▶ [Assignment A]:
From the passage on birds and humans, print the part that begins at the words "Birds and humans" and stops after the words "to as poultry.".
▶ [Assignment B]:
According to the passage on birds and humans, what are birds grown for human consumption called?
▶ [Assignment C]:
Translate this sentence from the passage on birds and humans into French: "At one time swans and flamingos were delicacies of the rich and powerful, although these are generally protected now."

▶ [Text segment]:

####

Wednesday, January 31, 2007

Birds and humans

Birds are an important food source for humans. The most commonly eaten species is the domestic chicken and its eggs, although geese, pheasants, turkeys, and ducks are also widely eaten. Other birds that have been utilized for food include emus, ostriches, pigeons, grouse, quails, doves, woodcocks, songbirds, and others, including small passerines such as finches. Birds grown for human consumption are referred to as poultry.

At one time swans and flamingos were delicacies of the rich and powerful, although these are generally protected now.

Besides meat and eggs, birds provide other items useful to humans, including feathers for bedding and decoration, guano-derived phosphorus and nitrogen used in fertilizer and gunpowder, and the central ingredient of bird's nest soup.

Humans have caused the disappearance of some bird species. The Passenger Pigeons were hunted to extinction, even being the world's most common bird at one time, and Dodos, which lay their eggs on the ground, became extinct when humans brought pigs to their habitat which escaped and ate the dodo eggs[citation needed], and when humans easily hunted them because of the dodos' lack of fear for humans. Many others have become endangered or extinct through habitat destruction (e.g. by deforestation or intensive agriculture).

####

▶ [Material provided]:
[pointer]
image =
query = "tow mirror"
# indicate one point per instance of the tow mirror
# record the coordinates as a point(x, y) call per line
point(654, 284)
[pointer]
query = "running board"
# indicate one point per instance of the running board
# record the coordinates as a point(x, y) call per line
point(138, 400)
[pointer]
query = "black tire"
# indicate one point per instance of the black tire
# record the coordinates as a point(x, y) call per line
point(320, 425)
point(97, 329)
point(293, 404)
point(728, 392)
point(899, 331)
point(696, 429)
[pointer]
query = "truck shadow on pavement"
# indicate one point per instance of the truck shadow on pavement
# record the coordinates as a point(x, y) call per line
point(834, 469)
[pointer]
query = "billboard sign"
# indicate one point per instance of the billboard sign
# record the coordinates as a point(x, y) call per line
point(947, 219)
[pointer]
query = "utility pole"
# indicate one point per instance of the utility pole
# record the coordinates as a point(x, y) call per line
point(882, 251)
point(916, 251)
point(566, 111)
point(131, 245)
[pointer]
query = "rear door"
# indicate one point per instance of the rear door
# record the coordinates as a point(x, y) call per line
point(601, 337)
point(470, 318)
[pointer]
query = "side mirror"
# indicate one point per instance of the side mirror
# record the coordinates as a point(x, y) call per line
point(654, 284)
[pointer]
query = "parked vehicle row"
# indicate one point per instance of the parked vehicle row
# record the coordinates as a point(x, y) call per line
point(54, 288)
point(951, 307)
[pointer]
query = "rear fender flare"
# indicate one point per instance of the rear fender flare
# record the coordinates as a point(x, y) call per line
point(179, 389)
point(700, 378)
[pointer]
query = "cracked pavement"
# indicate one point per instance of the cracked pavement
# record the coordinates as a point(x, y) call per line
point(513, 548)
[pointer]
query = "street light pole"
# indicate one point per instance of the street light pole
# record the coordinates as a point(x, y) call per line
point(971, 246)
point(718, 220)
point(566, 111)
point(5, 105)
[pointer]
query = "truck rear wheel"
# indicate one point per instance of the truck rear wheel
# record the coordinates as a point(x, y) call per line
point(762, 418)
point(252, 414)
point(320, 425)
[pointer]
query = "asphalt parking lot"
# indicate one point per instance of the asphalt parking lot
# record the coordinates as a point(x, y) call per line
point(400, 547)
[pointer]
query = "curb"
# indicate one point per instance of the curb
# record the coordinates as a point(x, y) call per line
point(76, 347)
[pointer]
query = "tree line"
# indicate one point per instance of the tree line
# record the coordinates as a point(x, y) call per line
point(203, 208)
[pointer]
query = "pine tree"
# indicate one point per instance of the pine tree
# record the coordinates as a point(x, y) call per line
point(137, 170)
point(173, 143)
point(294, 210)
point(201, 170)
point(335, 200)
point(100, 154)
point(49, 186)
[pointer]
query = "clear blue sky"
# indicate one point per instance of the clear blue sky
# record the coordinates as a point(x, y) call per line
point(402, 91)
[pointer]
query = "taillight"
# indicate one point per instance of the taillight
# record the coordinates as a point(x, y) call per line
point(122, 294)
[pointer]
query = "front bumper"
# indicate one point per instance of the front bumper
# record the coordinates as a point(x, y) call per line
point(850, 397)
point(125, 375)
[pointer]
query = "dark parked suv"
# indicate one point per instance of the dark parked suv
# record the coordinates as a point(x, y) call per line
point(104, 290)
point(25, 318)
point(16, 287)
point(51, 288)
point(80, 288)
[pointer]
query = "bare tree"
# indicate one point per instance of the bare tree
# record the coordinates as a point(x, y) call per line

####

▶ [Exercise answer A]:
Birds and humans

Birds are an important food source for humans. The most commonly eaten species is the domestic chicken and its eggs, although geese, pheasants, turkeys, and ducks are also widely eaten. Other birds that have been utilized for food include emus, ostriches, pigeons, grouse, quails, doves, woodcocks, songbirds, and others, including small passerines such as finches. Birds grown for human consumption are referred to as poultry.

▶ [Exercise answer B]:
Poultry.

▶ [Exercise answer C]:
Autrefois, les cygnes et les flamants étaient des mets raffinés réservés aux riches et aux puissants, bien qu'ils soient aujourd'hui généralement protégés.